Data for this exercise -
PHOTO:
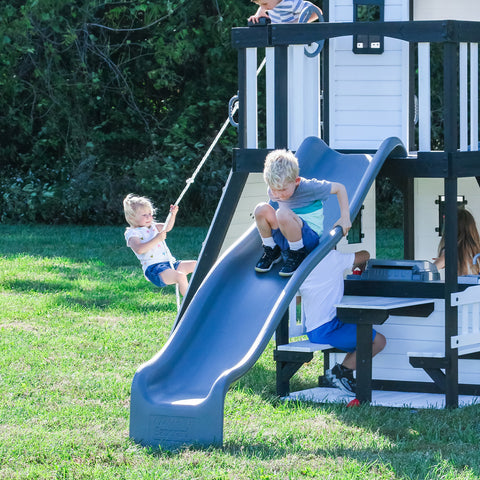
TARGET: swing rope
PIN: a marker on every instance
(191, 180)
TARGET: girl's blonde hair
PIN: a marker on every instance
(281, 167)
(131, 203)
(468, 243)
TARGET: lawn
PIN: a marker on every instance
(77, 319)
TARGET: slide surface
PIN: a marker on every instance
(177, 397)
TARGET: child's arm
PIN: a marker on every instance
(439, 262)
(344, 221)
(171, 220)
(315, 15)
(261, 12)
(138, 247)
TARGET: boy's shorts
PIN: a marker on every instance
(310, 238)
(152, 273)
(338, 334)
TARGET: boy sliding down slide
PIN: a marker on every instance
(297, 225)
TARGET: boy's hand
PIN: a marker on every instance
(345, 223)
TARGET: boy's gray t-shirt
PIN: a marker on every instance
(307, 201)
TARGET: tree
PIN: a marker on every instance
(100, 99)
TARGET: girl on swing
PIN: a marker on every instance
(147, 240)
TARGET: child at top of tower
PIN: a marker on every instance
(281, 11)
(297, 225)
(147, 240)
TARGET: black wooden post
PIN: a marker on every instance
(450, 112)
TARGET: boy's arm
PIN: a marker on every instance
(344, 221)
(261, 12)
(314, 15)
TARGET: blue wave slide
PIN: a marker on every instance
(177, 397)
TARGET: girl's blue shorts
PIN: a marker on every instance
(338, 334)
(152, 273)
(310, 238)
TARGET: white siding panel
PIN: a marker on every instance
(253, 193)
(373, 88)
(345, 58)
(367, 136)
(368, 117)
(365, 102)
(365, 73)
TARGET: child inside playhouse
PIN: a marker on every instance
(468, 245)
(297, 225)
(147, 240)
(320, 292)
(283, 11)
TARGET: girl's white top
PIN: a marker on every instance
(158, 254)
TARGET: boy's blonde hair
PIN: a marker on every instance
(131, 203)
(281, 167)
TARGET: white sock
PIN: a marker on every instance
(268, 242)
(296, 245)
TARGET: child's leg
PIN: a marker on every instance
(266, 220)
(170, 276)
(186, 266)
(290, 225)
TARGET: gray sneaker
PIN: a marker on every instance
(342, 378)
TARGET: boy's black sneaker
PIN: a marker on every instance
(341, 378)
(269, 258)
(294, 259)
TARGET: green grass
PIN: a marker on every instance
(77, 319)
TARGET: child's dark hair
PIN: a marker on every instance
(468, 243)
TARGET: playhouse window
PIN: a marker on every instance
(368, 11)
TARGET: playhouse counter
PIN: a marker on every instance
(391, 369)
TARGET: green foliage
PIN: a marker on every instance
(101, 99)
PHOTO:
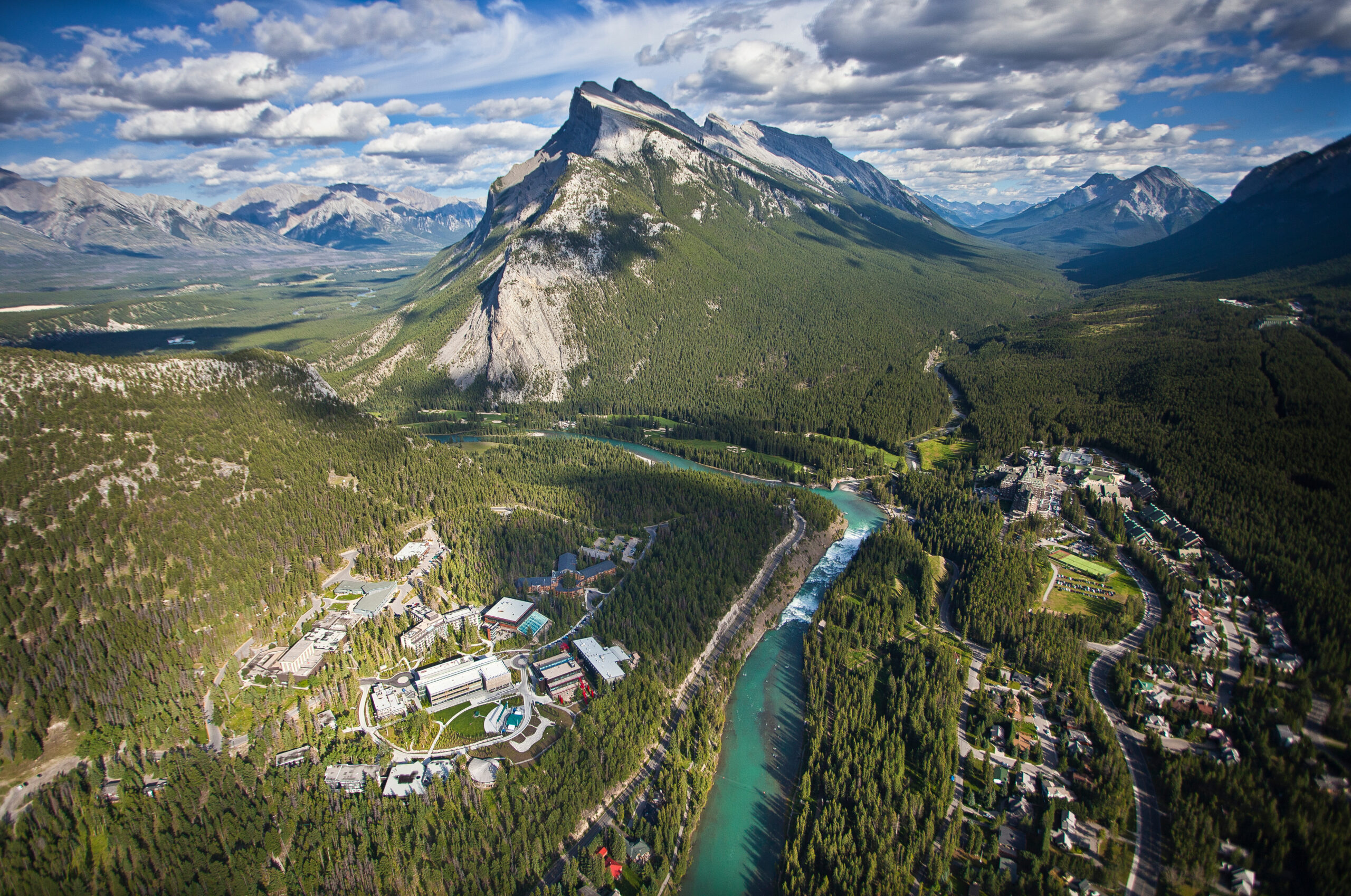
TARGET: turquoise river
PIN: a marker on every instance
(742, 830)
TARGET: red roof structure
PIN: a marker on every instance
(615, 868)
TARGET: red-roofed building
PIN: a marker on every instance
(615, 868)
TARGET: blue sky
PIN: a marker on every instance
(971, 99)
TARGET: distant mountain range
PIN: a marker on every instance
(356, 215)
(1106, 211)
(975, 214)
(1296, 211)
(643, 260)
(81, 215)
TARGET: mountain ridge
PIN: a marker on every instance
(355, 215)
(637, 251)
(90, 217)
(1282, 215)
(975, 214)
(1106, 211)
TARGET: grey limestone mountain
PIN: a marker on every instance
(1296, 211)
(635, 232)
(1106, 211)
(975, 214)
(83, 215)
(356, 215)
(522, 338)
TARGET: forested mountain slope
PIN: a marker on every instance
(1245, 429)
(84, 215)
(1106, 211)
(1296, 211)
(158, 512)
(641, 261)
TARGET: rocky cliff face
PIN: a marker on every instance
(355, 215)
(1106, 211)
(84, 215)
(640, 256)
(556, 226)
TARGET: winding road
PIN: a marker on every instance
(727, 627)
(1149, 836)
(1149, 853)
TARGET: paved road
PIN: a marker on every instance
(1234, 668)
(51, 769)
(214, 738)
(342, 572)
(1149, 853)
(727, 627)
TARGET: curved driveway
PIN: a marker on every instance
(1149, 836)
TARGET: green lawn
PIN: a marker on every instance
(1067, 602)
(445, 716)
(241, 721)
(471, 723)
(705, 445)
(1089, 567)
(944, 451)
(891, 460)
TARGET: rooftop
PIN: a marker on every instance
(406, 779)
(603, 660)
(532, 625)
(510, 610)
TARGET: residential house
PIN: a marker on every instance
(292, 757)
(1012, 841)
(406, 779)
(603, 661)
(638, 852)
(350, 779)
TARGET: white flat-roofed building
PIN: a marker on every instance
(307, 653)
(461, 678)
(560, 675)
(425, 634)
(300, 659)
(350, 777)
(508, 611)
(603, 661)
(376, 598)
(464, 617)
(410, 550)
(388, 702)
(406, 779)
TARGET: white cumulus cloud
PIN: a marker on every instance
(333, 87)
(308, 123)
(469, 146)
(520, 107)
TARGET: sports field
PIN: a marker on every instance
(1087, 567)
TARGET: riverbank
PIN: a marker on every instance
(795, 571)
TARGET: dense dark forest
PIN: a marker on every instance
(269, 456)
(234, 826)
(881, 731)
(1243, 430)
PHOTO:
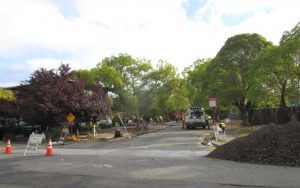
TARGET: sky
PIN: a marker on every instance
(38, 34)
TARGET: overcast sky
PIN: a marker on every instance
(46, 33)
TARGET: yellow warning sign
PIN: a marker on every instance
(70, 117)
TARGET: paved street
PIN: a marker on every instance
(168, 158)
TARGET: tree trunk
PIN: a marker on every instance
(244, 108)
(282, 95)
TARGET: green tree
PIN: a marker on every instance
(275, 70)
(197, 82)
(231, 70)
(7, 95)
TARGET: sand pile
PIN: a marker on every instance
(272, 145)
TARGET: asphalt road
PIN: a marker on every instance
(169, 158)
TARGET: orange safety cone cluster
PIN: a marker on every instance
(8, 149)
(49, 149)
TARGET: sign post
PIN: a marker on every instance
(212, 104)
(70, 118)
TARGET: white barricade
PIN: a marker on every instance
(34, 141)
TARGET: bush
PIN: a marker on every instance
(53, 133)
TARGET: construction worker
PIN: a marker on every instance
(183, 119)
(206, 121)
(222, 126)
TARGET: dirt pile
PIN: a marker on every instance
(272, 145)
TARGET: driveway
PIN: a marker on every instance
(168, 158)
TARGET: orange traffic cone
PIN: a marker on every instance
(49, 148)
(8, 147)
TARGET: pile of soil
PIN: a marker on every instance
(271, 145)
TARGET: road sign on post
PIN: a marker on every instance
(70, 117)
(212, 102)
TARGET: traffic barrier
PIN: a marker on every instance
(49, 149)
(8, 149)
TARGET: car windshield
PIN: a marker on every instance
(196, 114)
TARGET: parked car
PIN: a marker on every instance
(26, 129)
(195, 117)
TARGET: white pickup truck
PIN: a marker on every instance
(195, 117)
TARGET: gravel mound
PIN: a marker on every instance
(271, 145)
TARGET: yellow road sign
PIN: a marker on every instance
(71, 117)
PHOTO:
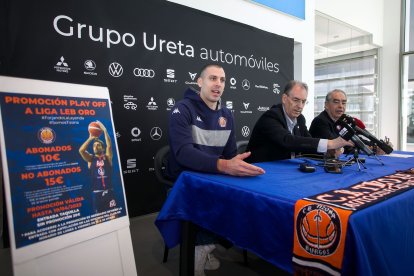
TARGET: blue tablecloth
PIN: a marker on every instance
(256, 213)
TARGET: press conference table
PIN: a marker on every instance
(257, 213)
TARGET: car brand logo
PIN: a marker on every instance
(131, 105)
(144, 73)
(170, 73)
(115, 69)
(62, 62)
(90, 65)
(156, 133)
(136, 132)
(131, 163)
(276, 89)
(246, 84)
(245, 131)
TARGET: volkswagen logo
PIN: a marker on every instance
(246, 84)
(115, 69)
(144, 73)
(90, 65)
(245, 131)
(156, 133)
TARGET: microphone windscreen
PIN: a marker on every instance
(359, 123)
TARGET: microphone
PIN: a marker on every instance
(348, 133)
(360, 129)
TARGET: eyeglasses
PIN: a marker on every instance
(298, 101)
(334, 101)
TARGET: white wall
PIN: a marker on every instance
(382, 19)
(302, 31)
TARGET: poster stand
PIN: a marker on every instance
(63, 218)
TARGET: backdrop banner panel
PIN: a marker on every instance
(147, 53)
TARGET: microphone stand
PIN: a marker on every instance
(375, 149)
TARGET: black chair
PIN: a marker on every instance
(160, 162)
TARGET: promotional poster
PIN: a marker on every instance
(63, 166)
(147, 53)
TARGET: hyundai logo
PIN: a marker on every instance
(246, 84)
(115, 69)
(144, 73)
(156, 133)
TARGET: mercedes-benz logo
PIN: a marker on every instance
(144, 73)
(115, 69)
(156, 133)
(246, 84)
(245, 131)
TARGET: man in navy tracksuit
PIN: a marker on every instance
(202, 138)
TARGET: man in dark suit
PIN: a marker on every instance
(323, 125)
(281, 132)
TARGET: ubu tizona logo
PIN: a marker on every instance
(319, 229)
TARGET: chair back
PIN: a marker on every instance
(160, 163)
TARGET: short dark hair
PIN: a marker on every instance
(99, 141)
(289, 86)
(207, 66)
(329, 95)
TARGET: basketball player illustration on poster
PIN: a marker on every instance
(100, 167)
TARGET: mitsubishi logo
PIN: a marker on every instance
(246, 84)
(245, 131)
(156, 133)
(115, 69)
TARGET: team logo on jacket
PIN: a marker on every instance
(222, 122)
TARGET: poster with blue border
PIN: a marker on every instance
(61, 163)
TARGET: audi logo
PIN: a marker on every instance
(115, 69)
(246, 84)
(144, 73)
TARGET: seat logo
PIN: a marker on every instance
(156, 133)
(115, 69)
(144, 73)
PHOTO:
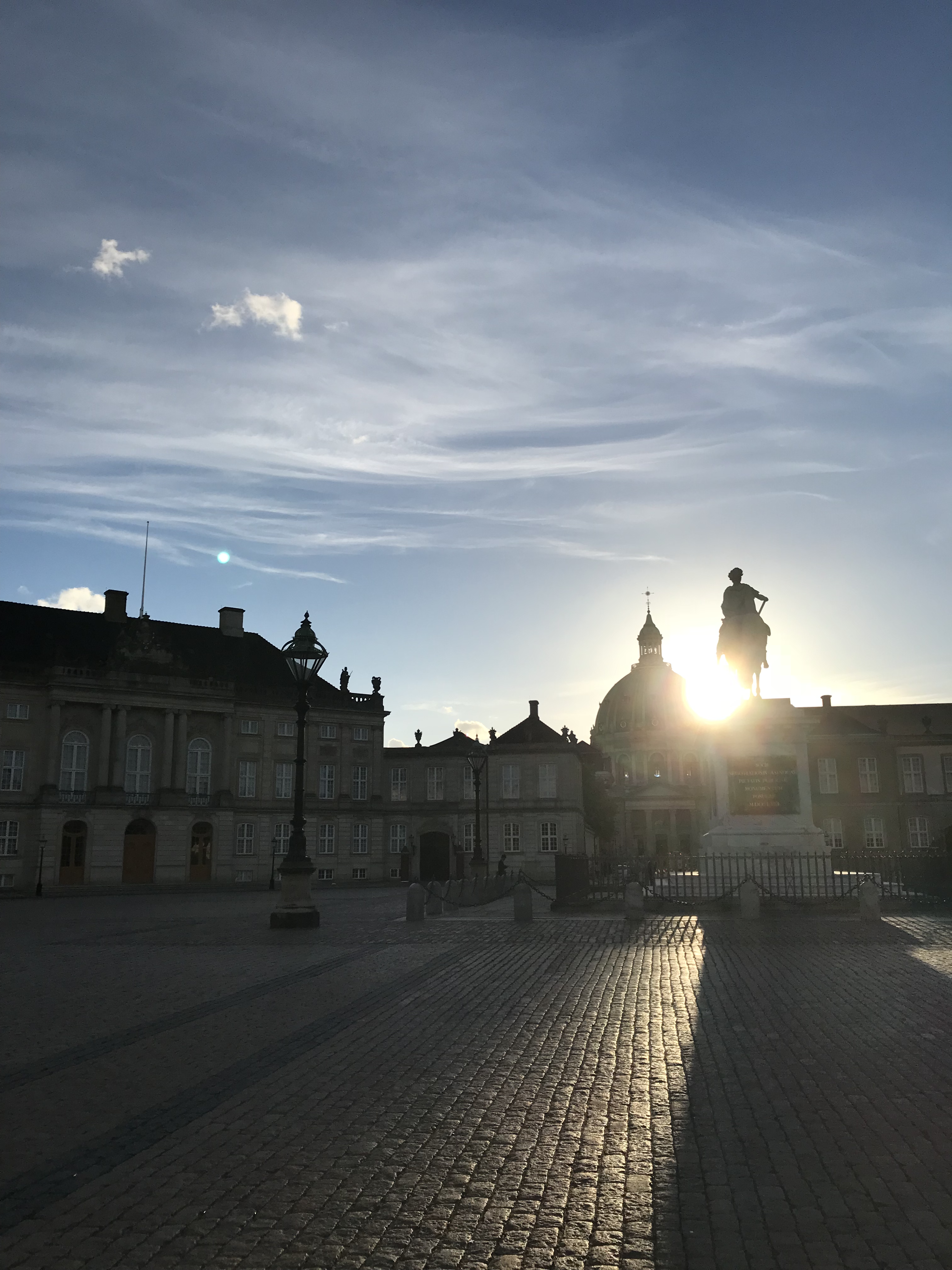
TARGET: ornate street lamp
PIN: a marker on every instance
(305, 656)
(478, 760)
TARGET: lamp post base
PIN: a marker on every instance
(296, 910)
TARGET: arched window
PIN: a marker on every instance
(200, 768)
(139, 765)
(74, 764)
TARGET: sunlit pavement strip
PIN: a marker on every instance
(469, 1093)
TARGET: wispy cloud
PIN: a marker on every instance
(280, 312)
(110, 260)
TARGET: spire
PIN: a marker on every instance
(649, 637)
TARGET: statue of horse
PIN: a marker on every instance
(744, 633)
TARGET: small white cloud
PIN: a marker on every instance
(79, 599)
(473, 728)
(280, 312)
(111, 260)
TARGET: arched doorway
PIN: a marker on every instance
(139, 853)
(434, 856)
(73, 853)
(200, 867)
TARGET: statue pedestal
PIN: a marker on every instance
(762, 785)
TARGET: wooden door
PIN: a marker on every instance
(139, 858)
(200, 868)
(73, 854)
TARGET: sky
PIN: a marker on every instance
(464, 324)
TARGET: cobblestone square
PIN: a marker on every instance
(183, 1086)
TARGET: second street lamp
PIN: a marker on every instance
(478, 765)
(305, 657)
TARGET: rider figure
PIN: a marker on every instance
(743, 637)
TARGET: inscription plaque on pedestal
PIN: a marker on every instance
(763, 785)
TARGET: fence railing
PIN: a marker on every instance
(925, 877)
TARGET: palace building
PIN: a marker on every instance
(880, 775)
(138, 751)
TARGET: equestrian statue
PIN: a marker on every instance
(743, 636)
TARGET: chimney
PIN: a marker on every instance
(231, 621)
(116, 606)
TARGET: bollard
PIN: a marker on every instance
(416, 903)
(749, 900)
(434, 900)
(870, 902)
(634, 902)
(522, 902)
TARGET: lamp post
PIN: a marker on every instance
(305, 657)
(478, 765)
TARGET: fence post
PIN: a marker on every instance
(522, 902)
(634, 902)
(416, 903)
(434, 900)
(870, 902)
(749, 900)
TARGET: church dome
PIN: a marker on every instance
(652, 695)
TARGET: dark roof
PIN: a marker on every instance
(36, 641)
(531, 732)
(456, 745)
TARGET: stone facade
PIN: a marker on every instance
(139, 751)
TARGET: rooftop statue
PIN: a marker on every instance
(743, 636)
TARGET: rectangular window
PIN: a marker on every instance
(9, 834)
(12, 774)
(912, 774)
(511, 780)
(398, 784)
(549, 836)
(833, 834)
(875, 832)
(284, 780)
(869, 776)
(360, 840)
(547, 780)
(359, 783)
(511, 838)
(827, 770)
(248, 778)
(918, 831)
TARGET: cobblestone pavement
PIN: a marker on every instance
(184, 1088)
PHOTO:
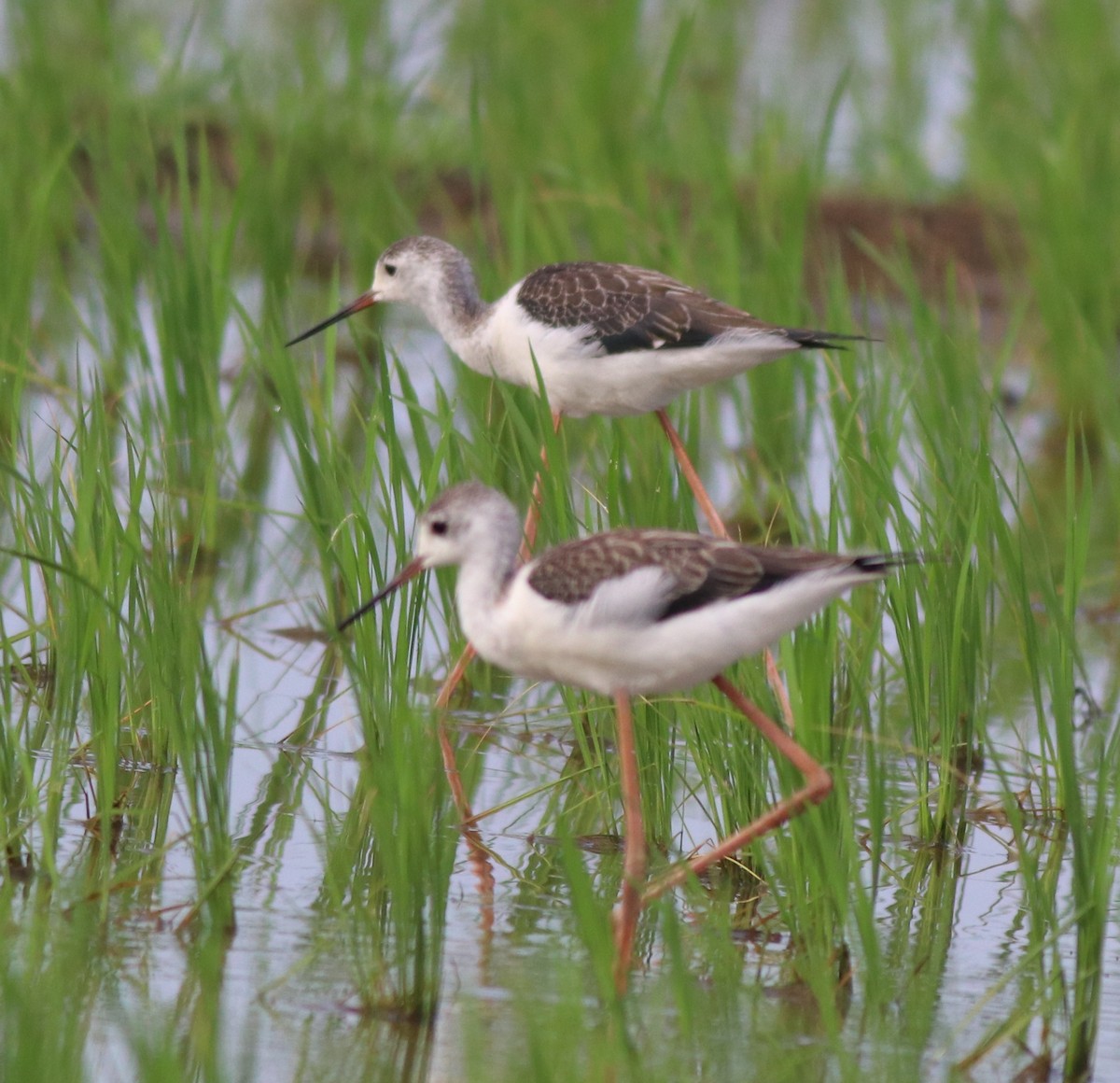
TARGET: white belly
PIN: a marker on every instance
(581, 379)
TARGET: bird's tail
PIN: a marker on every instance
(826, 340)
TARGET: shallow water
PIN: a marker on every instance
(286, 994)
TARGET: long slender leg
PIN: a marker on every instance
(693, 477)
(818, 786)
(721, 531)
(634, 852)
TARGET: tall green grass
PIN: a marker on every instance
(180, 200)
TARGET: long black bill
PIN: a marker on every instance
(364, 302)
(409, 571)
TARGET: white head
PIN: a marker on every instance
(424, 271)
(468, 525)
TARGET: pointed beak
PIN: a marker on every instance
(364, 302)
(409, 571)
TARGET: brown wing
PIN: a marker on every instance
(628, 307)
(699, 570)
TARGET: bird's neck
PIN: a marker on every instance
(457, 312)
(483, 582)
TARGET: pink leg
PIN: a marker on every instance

What to do -
Looking at the records above, extract only the lines from the one with "TARGET: equestrian statue" through the last line, exactly, with the pictures left out.

Result of the task -
TARGET: equestrian statue
PIN: a marker on every instance
(743, 636)
TARGET: chimney
PIN: a marker on every instance
(231, 621)
(116, 606)
TARGET: bollard
PIN: a marker on every instance
(416, 903)
(749, 900)
(434, 900)
(870, 902)
(634, 902)
(522, 902)
TARGET: lamp post
PIN: a marker on every instance
(305, 657)
(478, 765)
TARGET: fence post
PIN: a marker on every instance
(522, 902)
(634, 902)
(416, 903)
(434, 900)
(870, 902)
(749, 900)
TARGET: church dome
PIN: a marker on every instance
(652, 695)
TARGET: dark roof
PIN: a marker on every instance
(36, 641)
(531, 732)
(456, 745)
TARGET: stone facade
PIN: a marker on every instance
(139, 751)
TARGET: rooftop statue
PIN: a marker on every instance
(743, 636)
TARGET: rectangular window
PIN: a marker on every instance
(9, 834)
(12, 774)
(912, 774)
(511, 780)
(398, 784)
(549, 836)
(833, 834)
(875, 832)
(284, 780)
(869, 776)
(360, 840)
(547, 780)
(359, 783)
(511, 838)
(827, 770)
(248, 778)
(918, 831)
TARGET: cobblestone pavement
PIN: a marker on every instance
(184, 1088)
PHOTO:
TARGET: white belly
PIN: a marker on every instance
(581, 379)
TARGET: bird's tail
PIN: a marker on every instance
(826, 340)
TARGET: shallow water
PIN: a marker on every instance
(286, 994)
TARGET: long slender leg
PIN: a marker on every instance
(693, 477)
(818, 786)
(721, 531)
(634, 852)
TARGET: tall green grass
PIN: a marker on every instance
(180, 200)
TARGET: long black bill
PIN: a marker on every instance
(364, 302)
(409, 571)
TARGET: white head
PIN: a marker on every instance
(424, 271)
(468, 525)
TARGET: pointed beak
PIN: a marker on every instance
(364, 302)
(409, 571)
TARGET: brown wing
PIN: a marker on every instance
(628, 307)
(699, 570)
TARGET: bird's neck
PIN: a marker on every instance
(457, 312)
(483, 582)
TARGET: pink leg
PIN: a marker on every instance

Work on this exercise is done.